Stephanie Smith, a 22-year-old whose medical ordeal was featured in Sunday's New York Times, knows what it wasn't — an aggressive federal program to ensure public health.
Smith's saga is heartbreaking. After consuming a hamburger cooked by her mother in 2007, Smith began to feel ill. From seemingly innocuous stomach pains, the condition worsened until she endured a nine-week coma. When she emerged, her body was a wreck. Unable to walk, the former dance instructor must use a wheelchair.
"I ask myself every day, 'Why me?' and 'Why from a hamburger?'" Smith told The Times.
After the 2007 E. coli outbreak that sickened Smith, the Times found, U.S. Department of Agriculture staffers upped their inspections. As a result, 55 out of 224 meat processing plants were discovered to be violating their own safety procedures.
What was the punishment for Cargill, the company that made the hamburger patty that sickened Smith? Nothing in the way of fines or sanctions from the USDA, though the company did promise to redouble its efforts to keep contaminated beef out of its supply.
To focus too much on Cargill's culpability is to lose sight of the bigger picture.

[Dataset entries]
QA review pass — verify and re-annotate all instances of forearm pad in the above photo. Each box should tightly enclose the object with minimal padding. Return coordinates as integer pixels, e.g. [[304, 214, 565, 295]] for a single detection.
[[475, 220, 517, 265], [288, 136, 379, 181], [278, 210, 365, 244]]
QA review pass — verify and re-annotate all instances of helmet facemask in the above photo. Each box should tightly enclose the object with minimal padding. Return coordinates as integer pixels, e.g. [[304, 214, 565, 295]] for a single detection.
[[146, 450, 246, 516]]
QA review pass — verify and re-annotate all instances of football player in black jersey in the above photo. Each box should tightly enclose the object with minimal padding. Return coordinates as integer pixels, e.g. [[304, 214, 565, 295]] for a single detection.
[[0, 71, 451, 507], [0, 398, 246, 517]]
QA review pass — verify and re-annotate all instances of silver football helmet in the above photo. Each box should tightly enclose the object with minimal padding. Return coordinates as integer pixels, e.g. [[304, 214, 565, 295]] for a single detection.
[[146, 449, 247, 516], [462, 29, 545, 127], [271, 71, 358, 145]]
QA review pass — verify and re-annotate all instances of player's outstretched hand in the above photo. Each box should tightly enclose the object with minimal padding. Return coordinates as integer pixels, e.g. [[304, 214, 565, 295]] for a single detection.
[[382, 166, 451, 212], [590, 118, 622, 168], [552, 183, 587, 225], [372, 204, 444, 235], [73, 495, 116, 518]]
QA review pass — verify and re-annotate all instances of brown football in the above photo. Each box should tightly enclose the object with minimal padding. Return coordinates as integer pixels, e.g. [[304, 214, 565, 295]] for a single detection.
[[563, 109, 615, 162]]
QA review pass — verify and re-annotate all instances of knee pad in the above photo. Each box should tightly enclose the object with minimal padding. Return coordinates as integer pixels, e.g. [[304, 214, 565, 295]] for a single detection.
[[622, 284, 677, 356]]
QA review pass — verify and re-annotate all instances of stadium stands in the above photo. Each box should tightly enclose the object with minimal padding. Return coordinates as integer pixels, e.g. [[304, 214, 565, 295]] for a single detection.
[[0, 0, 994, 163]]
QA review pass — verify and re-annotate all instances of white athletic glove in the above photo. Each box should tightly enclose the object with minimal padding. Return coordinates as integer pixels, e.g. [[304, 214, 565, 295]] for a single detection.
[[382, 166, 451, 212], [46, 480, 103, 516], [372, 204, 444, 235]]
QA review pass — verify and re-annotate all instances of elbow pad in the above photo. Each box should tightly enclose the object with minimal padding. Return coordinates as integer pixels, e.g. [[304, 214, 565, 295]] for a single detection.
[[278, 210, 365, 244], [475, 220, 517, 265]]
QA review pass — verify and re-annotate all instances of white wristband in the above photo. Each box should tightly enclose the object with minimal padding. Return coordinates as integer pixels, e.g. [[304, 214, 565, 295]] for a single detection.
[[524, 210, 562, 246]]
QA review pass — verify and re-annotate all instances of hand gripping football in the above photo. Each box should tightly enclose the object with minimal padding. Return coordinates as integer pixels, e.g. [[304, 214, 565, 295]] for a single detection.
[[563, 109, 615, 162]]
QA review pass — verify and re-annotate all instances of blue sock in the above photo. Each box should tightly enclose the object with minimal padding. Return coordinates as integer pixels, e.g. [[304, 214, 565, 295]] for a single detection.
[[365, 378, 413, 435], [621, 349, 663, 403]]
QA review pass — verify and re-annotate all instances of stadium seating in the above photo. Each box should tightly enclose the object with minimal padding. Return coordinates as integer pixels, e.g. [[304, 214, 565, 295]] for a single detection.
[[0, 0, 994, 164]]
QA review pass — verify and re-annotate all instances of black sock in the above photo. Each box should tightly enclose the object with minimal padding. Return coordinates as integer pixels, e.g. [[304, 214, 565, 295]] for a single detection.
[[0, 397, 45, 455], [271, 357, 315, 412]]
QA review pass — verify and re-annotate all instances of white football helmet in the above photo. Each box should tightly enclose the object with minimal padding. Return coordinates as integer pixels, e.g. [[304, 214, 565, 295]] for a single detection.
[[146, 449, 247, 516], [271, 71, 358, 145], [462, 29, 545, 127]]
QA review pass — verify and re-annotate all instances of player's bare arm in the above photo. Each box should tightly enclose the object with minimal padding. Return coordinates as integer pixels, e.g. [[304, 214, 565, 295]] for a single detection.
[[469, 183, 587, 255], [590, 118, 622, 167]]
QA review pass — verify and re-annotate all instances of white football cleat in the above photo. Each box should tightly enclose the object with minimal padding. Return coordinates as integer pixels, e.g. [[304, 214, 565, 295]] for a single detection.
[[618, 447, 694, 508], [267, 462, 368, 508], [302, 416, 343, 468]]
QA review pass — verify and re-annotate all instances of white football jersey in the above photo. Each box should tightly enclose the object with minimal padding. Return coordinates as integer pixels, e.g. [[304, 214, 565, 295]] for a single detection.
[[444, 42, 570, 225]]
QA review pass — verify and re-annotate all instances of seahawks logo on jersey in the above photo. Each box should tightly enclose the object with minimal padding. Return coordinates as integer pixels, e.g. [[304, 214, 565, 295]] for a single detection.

---

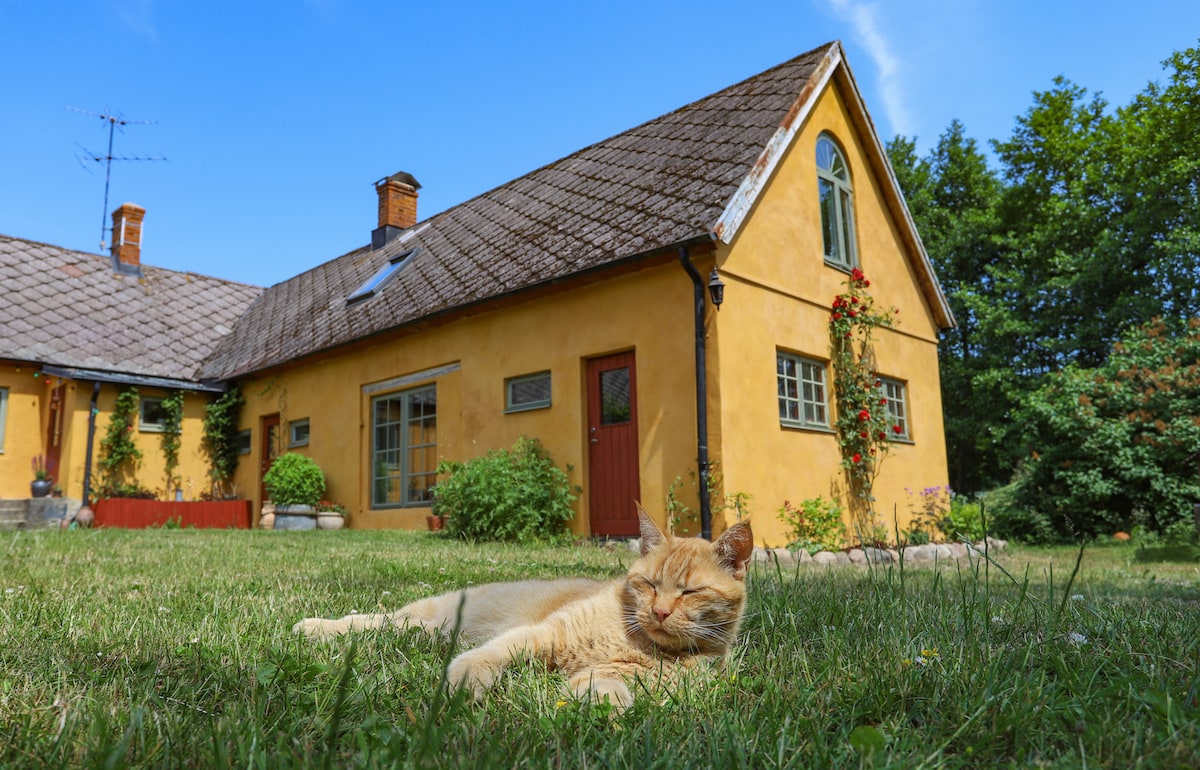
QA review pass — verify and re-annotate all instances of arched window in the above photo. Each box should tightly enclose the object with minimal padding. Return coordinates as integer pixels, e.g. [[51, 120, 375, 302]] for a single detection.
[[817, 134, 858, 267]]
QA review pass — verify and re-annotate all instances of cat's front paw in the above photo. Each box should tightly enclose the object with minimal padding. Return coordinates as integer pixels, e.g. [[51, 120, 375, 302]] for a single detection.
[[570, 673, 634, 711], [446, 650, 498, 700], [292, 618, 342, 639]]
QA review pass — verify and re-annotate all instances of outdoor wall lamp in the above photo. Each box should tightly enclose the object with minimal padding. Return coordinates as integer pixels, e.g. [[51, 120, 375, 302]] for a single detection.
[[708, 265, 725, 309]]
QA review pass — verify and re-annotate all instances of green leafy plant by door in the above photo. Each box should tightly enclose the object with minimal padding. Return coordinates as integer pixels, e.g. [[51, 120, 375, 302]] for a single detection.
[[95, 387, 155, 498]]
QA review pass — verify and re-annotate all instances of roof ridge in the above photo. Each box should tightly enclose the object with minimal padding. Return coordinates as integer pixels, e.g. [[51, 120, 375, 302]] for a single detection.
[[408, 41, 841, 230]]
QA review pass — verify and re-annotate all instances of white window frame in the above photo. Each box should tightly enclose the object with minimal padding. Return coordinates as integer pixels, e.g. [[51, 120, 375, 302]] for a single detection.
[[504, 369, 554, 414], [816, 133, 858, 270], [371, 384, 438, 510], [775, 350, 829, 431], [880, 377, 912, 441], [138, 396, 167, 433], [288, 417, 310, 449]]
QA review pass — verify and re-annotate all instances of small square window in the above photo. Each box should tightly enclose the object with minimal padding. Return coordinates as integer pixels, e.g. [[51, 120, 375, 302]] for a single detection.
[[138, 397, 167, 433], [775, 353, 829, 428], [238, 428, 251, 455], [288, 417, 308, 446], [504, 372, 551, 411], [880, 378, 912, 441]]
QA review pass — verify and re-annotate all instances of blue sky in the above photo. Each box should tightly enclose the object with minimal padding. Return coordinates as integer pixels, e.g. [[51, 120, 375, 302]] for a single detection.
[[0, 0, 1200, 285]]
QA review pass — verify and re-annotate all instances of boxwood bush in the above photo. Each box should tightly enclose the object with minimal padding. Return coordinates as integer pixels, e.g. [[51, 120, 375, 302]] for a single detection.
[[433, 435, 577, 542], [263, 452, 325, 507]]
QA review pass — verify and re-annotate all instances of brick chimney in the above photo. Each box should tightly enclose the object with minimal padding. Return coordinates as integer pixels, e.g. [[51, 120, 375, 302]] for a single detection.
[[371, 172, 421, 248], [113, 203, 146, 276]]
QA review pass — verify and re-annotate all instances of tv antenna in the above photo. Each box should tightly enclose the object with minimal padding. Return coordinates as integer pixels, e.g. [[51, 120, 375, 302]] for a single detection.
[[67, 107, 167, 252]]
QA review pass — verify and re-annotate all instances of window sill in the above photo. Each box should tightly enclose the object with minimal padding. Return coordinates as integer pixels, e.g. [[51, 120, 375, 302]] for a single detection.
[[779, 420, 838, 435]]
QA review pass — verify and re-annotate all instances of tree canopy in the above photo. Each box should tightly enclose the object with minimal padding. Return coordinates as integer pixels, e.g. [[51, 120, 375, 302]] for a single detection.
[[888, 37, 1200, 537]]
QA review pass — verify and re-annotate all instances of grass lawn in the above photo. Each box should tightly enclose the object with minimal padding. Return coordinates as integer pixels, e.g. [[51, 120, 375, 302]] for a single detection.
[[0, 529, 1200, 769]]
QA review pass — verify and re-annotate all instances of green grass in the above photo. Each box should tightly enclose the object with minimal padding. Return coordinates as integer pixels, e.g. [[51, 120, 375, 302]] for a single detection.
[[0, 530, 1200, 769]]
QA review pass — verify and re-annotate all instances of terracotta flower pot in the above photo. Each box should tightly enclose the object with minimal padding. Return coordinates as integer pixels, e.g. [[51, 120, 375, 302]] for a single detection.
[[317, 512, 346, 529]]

---

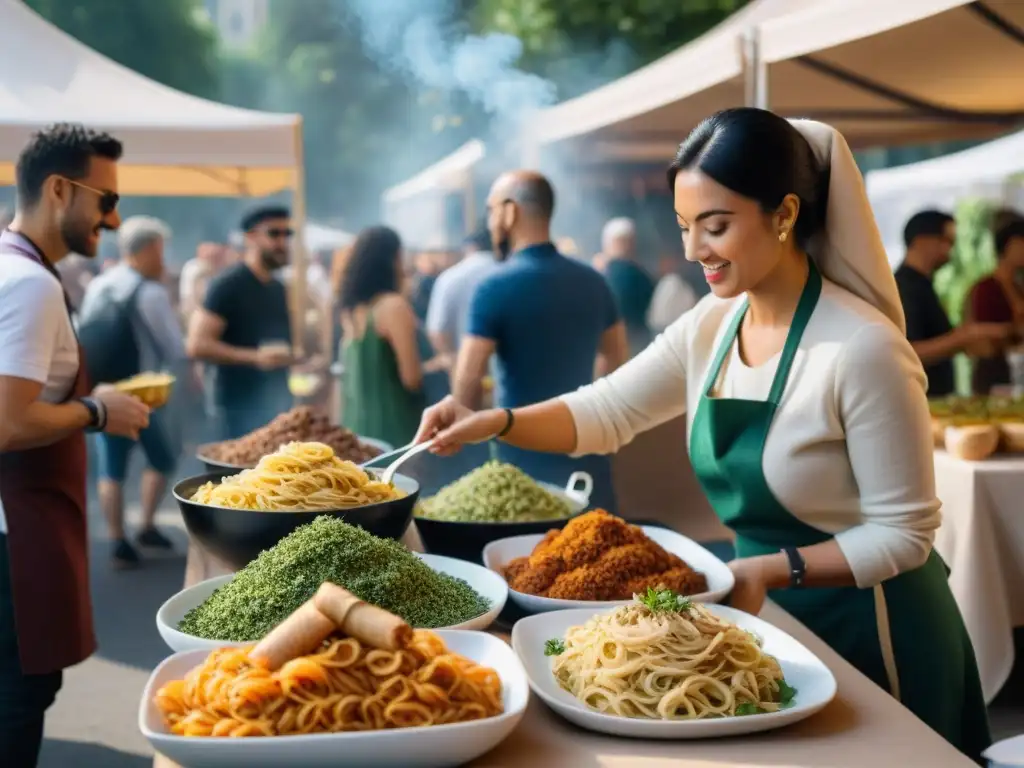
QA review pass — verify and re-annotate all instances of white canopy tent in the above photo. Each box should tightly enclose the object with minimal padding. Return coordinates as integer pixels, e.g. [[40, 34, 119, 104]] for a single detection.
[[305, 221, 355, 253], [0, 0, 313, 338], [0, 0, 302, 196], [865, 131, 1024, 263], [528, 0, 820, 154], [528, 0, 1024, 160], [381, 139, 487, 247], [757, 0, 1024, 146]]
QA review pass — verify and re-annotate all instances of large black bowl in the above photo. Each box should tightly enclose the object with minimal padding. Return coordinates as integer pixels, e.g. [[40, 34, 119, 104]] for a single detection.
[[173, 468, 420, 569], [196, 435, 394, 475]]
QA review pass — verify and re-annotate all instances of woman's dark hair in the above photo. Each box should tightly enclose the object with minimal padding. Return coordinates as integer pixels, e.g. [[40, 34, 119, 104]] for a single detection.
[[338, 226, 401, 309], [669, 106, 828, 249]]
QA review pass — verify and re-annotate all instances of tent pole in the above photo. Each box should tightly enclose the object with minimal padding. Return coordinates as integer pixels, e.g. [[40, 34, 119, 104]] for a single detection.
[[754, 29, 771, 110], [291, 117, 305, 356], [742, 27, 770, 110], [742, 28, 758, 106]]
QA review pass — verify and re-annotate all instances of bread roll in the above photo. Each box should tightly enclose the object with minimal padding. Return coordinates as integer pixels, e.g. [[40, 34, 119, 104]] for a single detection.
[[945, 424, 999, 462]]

YOUR TASKS:
• A. From the article on Stephanie Smith's E. coli illness, reproduce the text starting at "Stephanie Smith, a" and ending at "ensure public health.".
• B. Condense the paragraph of the Stephanie Smith article that begins "Smith's saga is heartbreaking" into a short bulleted list that keeps its main facts.

RESULTS:
• A.
Stephanie Smith, a 22-year-old whose medical ordeal was featured in Sunday's New York Times, knows what it wasn't — an aggressive federal program to ensure public health.

• B.
- In 2007, Smith began to feel ill after eating a hamburger cooked by her mother.
- Seemingly harmless stomach pains worsened until she endured a nine-week coma.
- When she emerged, her body was a wreck.
- The former dance instructor cannot walk and must use a wheelchair.